- **Supplied text**
>> start

Mohabbat Aag Si () is a 2015 Pakistani romantic drama serial. The series is directed by Ahmed Kamran and produced by Moomal Entertainment. It stars Iffat Omar, Sarah Khan, Azfar Rehman, Tipu Shareef, Uzma Hassan and Faiza Gillani in leading roles. The program airs Wednesday and Thursday evenings. At 15th Lux Style Awards it received four nominations.

Summary 
Story revolves around Aapa Jee (Iffat Omar) and the mystery behind her real identity. In the daytime she acts very religious and people believe she can cure illnesses, however at night time she has a different identity - she listens to music and dresses up in clothes like a dancer. Aapa Jee is very insecure when it comes to her younger brothers. Her younger brother, Sharafat (Tipu Shareef) is praying to have a child but Aapa Jee's wish is for him not to have a child as he will be lured away by his wife's love so she makes Samia (Uzma) drink a 'Dham wala Dhood' daily. The youngest from the three is Wajahat (Azfar Rehman) who falls in love with Samia's cousin, Saba (Sarah Khan). Aapa Jee does her best to keep the two away so they do not have a child.

>> end

- **Exercise requirements**
#1 From the Mohabbat Aag Si text, copy the stretch from "Mohabbat Aag Si" through "received four nominations." word for word.
#2 Answer these from the Mohabbat Aag Si text:
(a) Who directed the series?
(b) How many nominations did it receive at the 15th Lux Style Awards?
(c) Whom does Wajahat fall in love with?
#3 Put this sentence from the Mohabbat Aag Si text into Spanish: "Aapa Jee is very insecure when it comes to her younger brothers."

- **Excerpted data**
>> start

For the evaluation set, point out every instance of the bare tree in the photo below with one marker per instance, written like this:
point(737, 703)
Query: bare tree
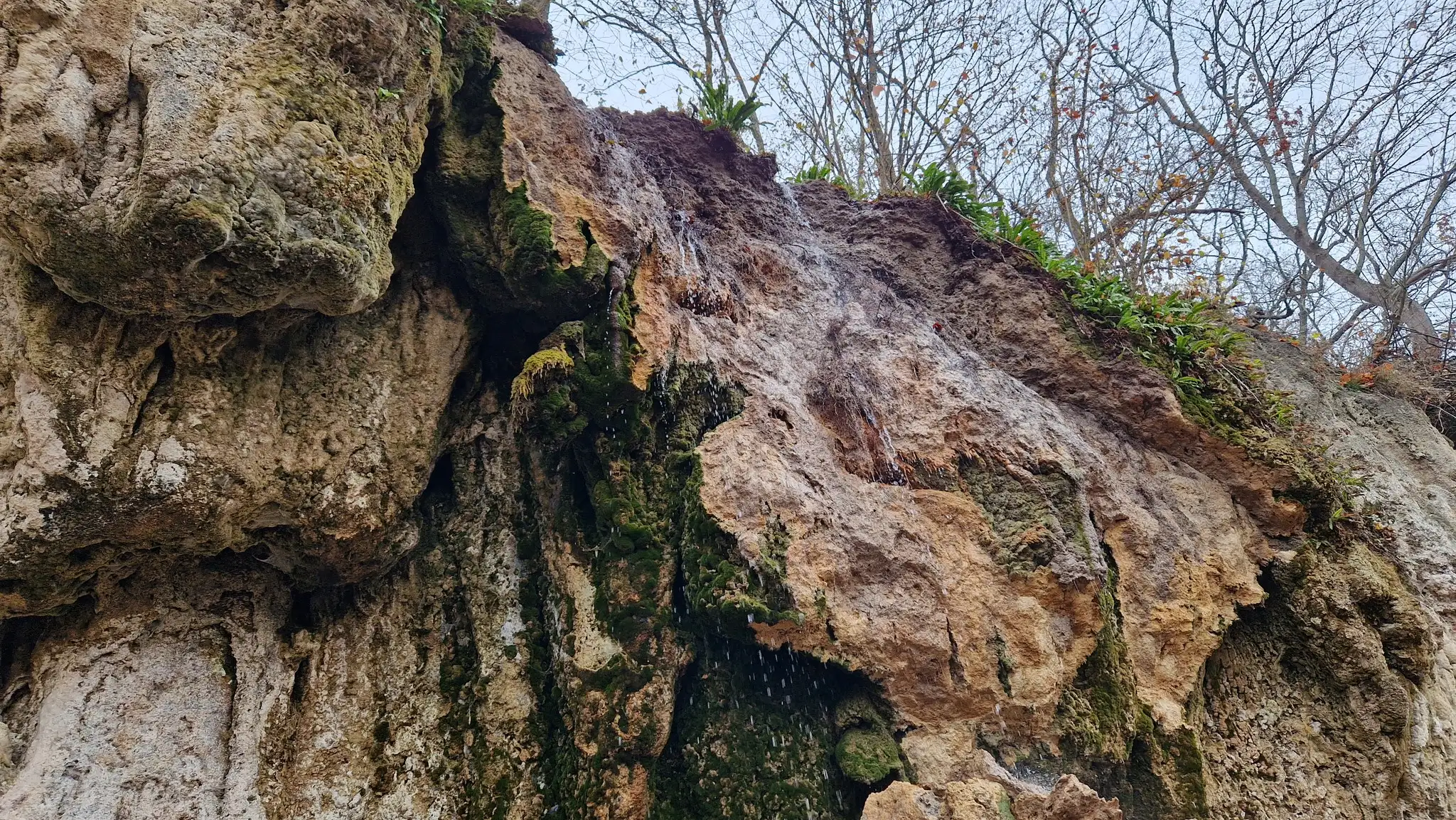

>> end
>> start

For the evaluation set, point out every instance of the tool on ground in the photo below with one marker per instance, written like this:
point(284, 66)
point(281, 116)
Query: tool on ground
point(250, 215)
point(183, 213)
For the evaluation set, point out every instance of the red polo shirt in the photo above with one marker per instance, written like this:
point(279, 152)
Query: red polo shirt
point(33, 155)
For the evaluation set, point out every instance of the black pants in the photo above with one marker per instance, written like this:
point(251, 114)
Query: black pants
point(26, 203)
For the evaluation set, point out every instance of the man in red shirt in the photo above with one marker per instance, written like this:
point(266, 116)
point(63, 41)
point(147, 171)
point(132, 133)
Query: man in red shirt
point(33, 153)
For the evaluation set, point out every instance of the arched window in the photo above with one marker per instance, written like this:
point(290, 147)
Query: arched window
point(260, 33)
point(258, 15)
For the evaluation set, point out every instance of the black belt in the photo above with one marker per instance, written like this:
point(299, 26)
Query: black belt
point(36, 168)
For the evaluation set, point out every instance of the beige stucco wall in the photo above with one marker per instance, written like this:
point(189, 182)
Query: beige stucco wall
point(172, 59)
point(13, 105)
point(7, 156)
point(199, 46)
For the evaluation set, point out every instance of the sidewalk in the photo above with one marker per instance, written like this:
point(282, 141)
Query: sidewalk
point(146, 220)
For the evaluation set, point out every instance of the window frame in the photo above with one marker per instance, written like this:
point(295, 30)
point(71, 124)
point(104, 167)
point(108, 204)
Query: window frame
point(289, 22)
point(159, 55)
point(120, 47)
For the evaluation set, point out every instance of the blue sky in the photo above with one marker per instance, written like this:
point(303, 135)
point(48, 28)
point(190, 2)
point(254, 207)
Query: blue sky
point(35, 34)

>> end

- **Answers provided**
#1
Mohabbat Aag Si () is a 2015 Pakistani romantic drama serial. The series is directed by Ahmed Kamran and produced by Moomal Entertainment. It stars Iffat Omar, Sarah Khan, Azfar Rehman, Tipu Shareef, Uzma Hassan and Faiza Gillani in leading roles. The program airs Wednesday and Thursday evenings. At 15th Lux Style Awards it received four nominations.

#2
(a) Ahmed Kamran
(b) Four
(c) Saba, Samia's cousin (played by Sarah Khan)

#3 Aapa Jee es muy insegura en lo que respecta a sus hermanos menores.